» Quoted passage
====================

How To Control Your Life
Have you ever started a new job and been shown, inexpertly, round your new berth by an existing employee? Or gone as temporary staff somewhere and had the same experience?
Disorientating, isn’t it?
They greet you with a friendly smile (or not…) and then take you swiftly up in lifts, along corridors and through doors with some rapidity, waving vaguely at various places and objects the while (“That’s the processing room”; “That’s the archives but you have to get a card from Facilities to access them”; “That’s the fire exit and you can get up to the roof that way if you go along to the other end of the building before you go up”; “That’s Mr Henchard’s office but he’s in Singapore this week”). The only thing going through your mind is a frantic series of question marks (Processing what? Why do I need the archives and what’s ‘Facilities’? Card? How do I get to the other side of the building from the fire escape, and how the heck long does that take? Who’s Mr Henchard and do I need to know? Singapore?…).
Then, finally, you land in your office and are randomly introduced to anyone who comes within a six foot range of you and your guide. “This is Jim, he’s always hogging the first floor meeting room so you’ll have to be firm with him when you need it”. “That’s Helen - Helen? Oh, she’s on the phone.” “Hi Jason - this is Jason, he’s a black belt in karate and he’ll be telling you all about the new account which you’ll be taking over in due course”.

====================

» Data listing
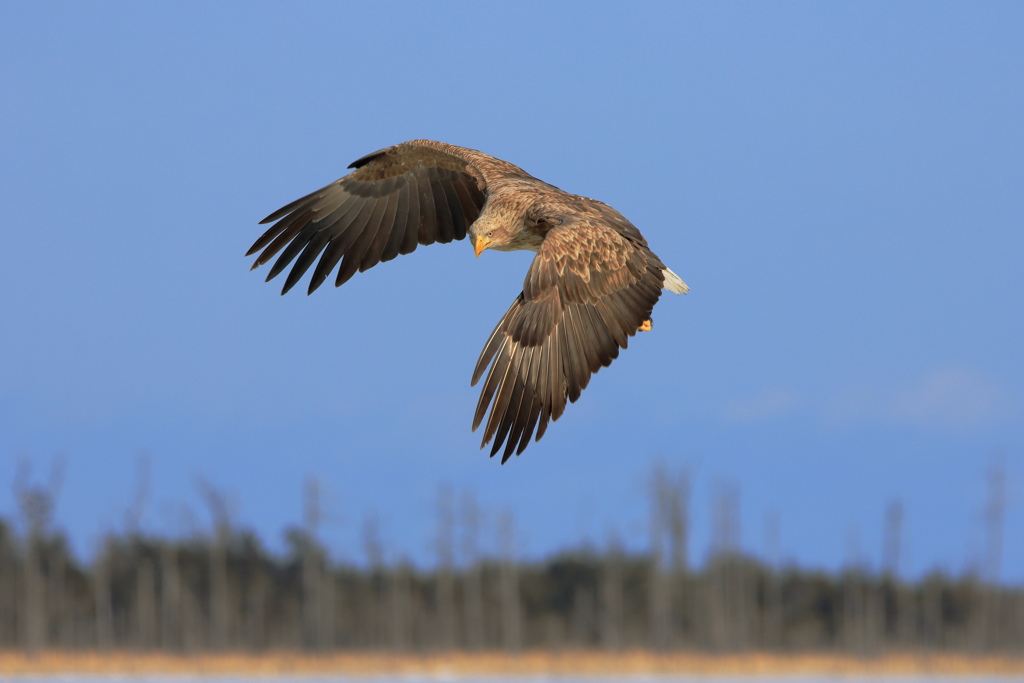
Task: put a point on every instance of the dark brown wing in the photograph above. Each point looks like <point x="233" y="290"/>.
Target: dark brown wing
<point x="587" y="291"/>
<point x="417" y="193"/>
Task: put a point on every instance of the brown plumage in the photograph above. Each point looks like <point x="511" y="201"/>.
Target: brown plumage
<point x="592" y="285"/>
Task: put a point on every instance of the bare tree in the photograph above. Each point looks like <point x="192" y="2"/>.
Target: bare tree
<point x="219" y="597"/>
<point x="444" y="545"/>
<point x="36" y="504"/>
<point x="611" y="596"/>
<point x="473" y="585"/>
<point x="509" y="578"/>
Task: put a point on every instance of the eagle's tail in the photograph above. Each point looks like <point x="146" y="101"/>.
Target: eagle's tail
<point x="674" y="283"/>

====================

» Aim A
In the new-job passage, where is Mr Henchard this week?
» Aim B
Turn the paragraph of the new-job passage that begins "Then, finally, you land" into a short bulleted list that keeps its main facts.
» Aim C
Carry on writing the new-job passage from its last sentence, in the same voice.

» Task result A
He is in Singapore.

» Task result B
- You finally reach your office and are introduced to anyone who comes within six feet of you and your guide.
- Jim always hogs the first floor meeting room, so you'll have to be firm with him when you need it.
- Helen is on the phone.
- Jason is a black belt in karate and will tell you about the new account you'll be taking over in due course.

» Task result C
Then, according to their particular nature, they’ll either leave you in the middle of everything because they get distracted by their own work (or their need for coffee or other sustenance), or they’ll introduce you finally to someone who has been given the direct responsibility for inculcating you into the mysteries of this particular workplace. If you’re lucky, you’ll have a formal induction course - in which case the mêlée into which you are to be thrown is just postponed, not avoided.
The problem arises because all the people you meet when you first enter a new workplace are completely familiar with their environment (that’s why they’ve been chosen to show you around). They could go about their day’s work in their sleep (some of them frequently do) and, obviously, they don’t have to think twice about basic things like where the loos are or what the protocol is for making coffee or getting lunch. They all know each other and what everyone does (or at least what is their designated function, even if they don’t actually do much about it). The routines of that particular workplace are second nature to them - isn’t every workplace the same?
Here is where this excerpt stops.